** WHAT YOU WILL DO **
Please rewrite the records starting at the line containing "Isolate veteran's uniform" and ending at the line containing "[429,548,636,783]", both included, as a two-column CSV with the headers instruction and response. Give one row per record, with each field in quotation marks and line breaks turned into spaces.

** WORKING DATA **
— begin —

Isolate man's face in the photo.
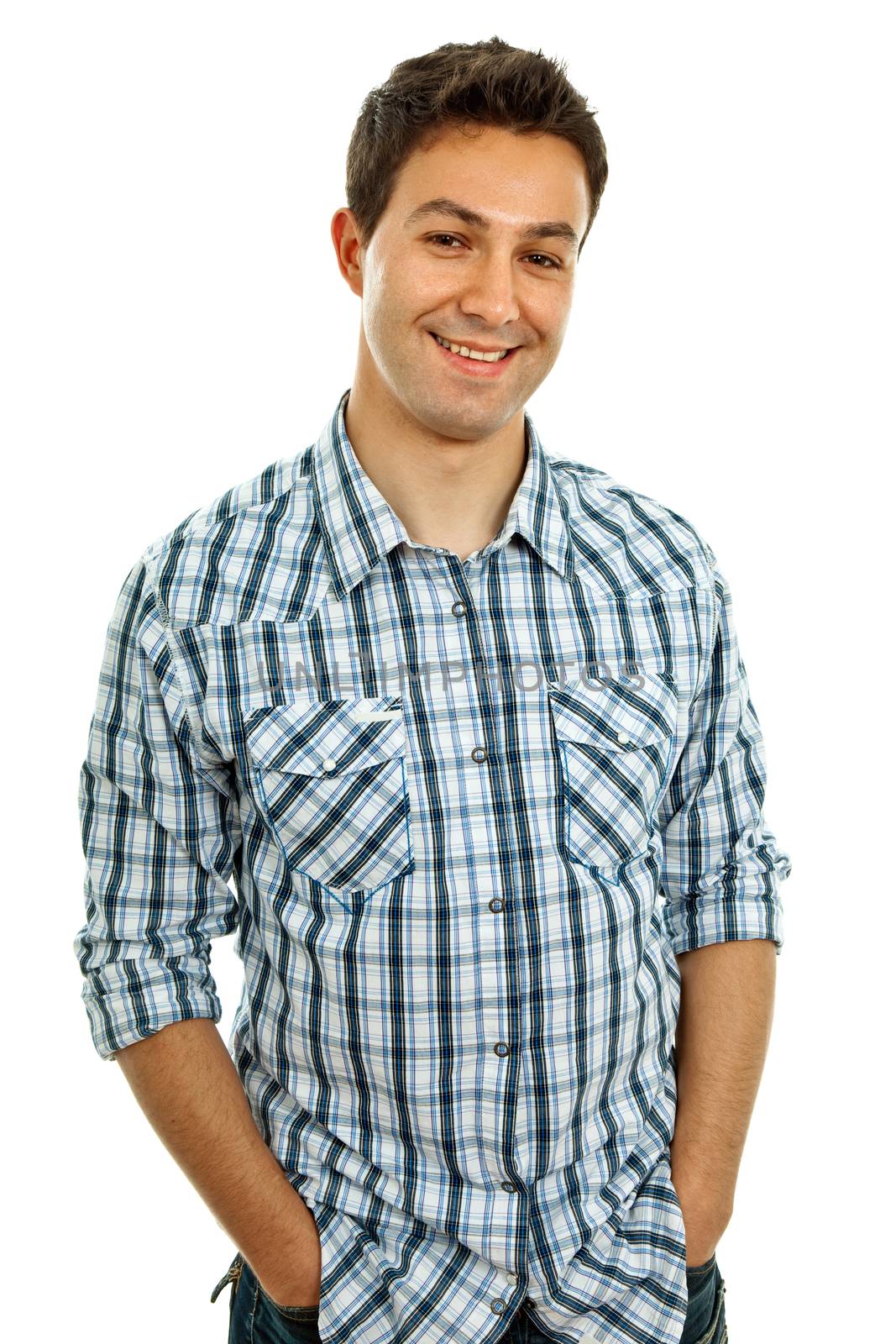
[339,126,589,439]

— end —
— begin —

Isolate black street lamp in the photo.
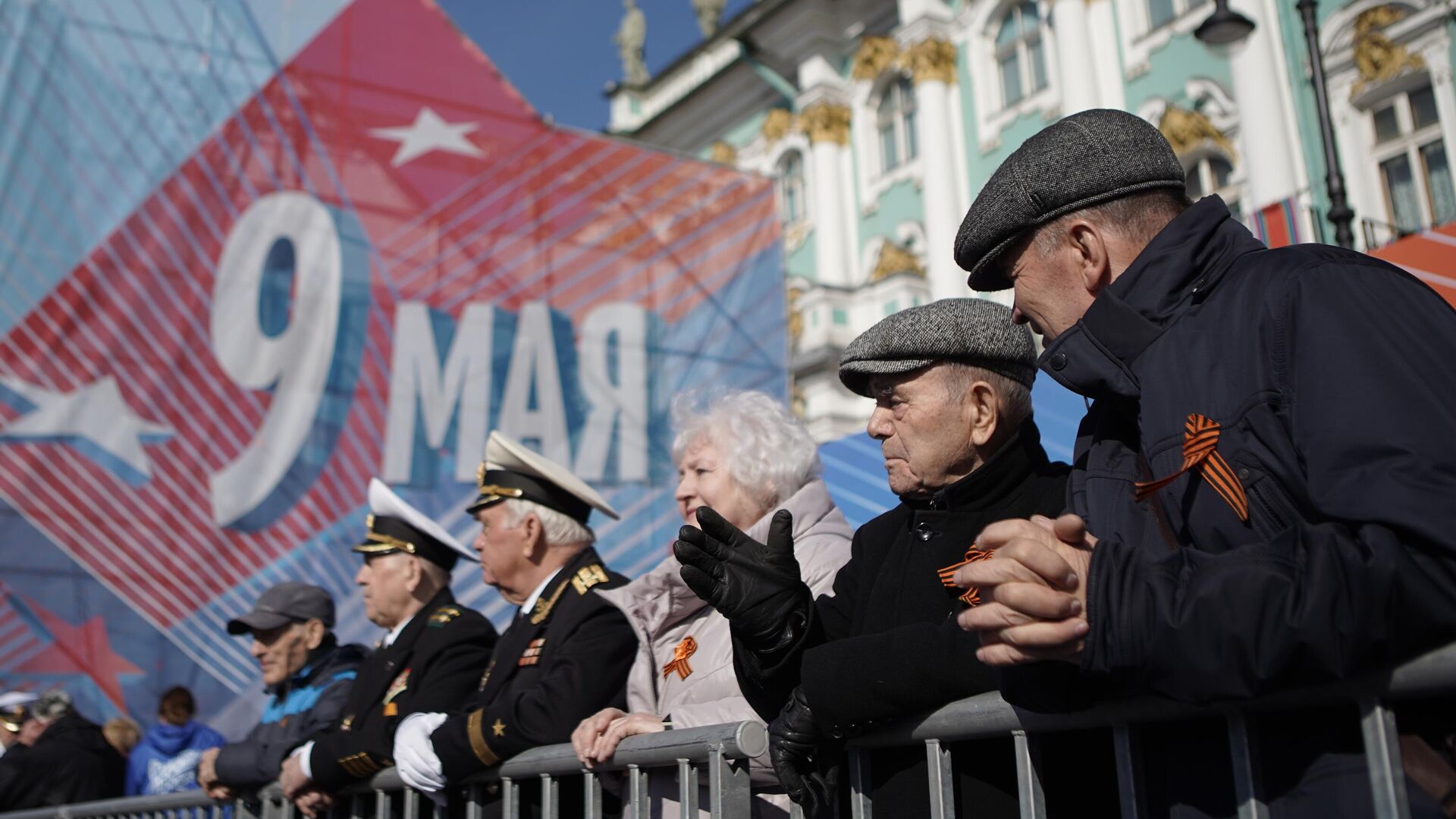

— end —
— begin —

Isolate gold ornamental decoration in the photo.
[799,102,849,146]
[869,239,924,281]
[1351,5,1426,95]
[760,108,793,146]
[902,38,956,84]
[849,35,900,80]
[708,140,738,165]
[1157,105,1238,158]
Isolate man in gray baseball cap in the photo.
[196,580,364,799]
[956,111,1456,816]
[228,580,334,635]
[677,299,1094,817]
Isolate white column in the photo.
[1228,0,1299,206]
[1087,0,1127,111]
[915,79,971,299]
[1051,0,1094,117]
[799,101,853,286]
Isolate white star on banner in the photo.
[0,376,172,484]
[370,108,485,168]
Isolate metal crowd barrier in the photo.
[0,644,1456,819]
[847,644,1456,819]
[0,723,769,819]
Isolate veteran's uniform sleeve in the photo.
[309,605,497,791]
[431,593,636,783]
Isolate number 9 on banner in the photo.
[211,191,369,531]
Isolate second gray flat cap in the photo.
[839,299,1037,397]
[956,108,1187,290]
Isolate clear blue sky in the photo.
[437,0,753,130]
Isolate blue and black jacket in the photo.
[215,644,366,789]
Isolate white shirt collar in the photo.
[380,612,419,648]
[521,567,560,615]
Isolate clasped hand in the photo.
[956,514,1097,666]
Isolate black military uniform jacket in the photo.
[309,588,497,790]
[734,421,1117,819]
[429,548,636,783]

— end —

** THE ANSWER **
instruction,response
"Isolate veteran's uniform sleeve in the photo.","[309,605,497,791] [431,593,636,783]"
"Isolate number 9 on banner in the photo.","[211,191,369,531]"
"Isolate second gray flat cap in the photo.","[839,299,1037,397] [956,108,1187,290]"
"Isolate clear blue sky in the photo.","[437,0,753,130]"
"Isolate blue and black jacket in the photo.","[215,644,366,789]"
"Isolate white shirt collar in the photo.","[380,612,419,648] [521,567,560,615]"
"Isolate clasped hand in the photo.","[956,514,1097,666]"
"Isolate black military uniform jacket in the photo.","[309,588,497,790] [734,421,1117,819] [429,548,636,783]"